* [DOCUMENT EXCERPT]:
The Future of Alexa

Feature Design and Product Strategy

Role

Lead UX Designer

Timeline

6 Months

Team

UX Design, Product, Engineering, Visual Design, Motion, Art Direction

Jump to Solution

Introduction

Background

Fire Tablets had a reputation as a 'content consumption' device. In a market where AI was redefining what every screen could do, that wasn't going to be enough.

This project was the answer to that gap, starting as a short-term GenAI feature exploration with a 1–2 year timeline, then expanding into a full product vision with a 3–5 year horizon after leadership approval. I led the design strategy from early exploration through to the final vision.

Opportunity

We had strong behavioral data on how customers used their tablets for entertainment, shopping, reading, and productivity. Our strategy wasn't to invent new behaviors, but to make the ones already happening smarter.

The goal: design a GenAI feature that fits how customers already use Fire Tablets, and positions the platform as a real competitor in an AI-driven market.

Outcome

We designed a context-aware AI agent that could identify, predict, suggest, and act without pulling customers out of what they were doing. The feature was added to the Fire Tablets product roadmap, opened new revenue and customer acquisition opportunities, and changed how the organization thought about Tablets' role in Amazon's AI ecosystem.

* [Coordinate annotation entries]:
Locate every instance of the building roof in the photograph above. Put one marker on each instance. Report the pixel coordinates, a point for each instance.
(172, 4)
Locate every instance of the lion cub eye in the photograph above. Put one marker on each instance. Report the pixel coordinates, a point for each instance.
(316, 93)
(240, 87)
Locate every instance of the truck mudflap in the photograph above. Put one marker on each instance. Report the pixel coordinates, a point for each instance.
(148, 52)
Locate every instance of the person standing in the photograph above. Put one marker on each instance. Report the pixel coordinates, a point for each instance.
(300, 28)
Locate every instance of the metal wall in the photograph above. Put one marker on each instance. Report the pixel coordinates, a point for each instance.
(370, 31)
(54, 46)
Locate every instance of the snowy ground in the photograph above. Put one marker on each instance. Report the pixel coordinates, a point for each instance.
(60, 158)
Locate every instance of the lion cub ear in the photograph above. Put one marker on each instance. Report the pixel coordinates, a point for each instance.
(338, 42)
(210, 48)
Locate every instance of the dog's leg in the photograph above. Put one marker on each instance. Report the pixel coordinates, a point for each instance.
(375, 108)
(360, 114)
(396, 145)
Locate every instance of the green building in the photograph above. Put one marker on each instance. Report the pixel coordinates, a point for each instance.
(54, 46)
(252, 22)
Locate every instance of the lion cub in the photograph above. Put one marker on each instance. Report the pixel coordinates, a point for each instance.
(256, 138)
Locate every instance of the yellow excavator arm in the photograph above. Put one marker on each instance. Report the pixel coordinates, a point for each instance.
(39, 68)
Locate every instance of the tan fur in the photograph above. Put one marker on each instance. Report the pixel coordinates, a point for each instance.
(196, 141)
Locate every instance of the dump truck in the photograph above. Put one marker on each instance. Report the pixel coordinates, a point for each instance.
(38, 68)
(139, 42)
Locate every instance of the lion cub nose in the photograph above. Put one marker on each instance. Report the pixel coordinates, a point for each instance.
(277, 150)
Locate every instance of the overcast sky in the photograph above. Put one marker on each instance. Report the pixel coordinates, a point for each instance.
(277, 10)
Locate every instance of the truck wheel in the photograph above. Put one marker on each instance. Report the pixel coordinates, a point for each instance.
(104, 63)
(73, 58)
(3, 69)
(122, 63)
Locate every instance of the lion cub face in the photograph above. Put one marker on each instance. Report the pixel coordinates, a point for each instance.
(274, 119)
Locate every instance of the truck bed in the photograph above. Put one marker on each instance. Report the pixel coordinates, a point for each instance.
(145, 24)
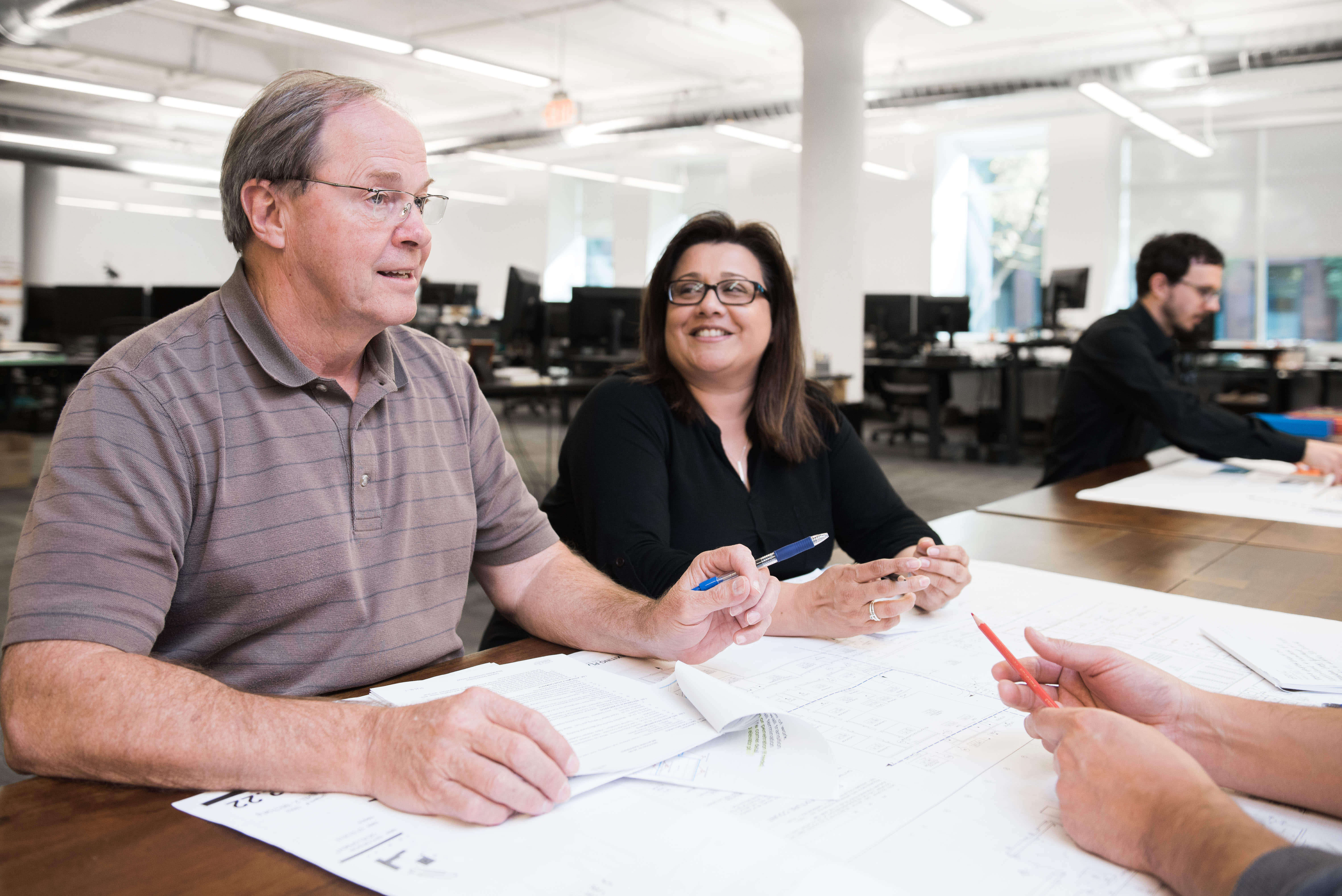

* [GIVEN INSTRUCTION 1]:
Show each row that contains the string "building", copying every such row in full.
* [GIVEN INSTRUCTION 2]:
Carry on the case study about designing an AI feature for Fire Tablets, starting after its last sentence.

* [WRITTEN ANSWER 1]:
Locate every instance of the building roof in the photograph above. Put one marker on each instance. Report the pixel coordinates, a point for each instance.
Locate every instance of the green building in the photograph above. Put one marker on each instance. Report the pixel coordinates, a point for each instance.

* [WRITTEN ANSWER 2]:
About

SHAPING THE VISION

From "AI on Tablets" to a clear product direction

I led four stages of research and framing: identifying high-value use cases, brainstorming solutions, connecting ideas to what we could build, and validating through a structured decision framework.

Market Research

Usage data: Top Tablet activities and demographic info

I analyzed user demographics, adoption rates, and behavioral data to find where Tablets already played a significant role in customers' lives. High-usage areas pointed to both stronger user needs and stronger business opportunity.

What the data showed: entertainment, shopping, reading, and productivity were clear areas of impact.

Learning: Customers were using Tablets for tasks with productivity implications but the device wasn't designed to support that. That gap gave us our opportunity.

Brainstorming within focus areas

I ran brainstorming sessions grounded in a single constraint: every idea had to connect to something customers were already doing. Features like contextual summarization, visual search, conversational chat, and transcription emerged as the strongest candidates.

Learning: The most valuable ideas weren't the most novel but they were closest to what customers were already trying to do.

Connecting ideas to what we could actually build

I mapped each solution against resources we already owned, had access to, or could feasibly build. This step also surfaced collaboration opportunities with adjacent teams, which was important for both feasibility and long-term scalability.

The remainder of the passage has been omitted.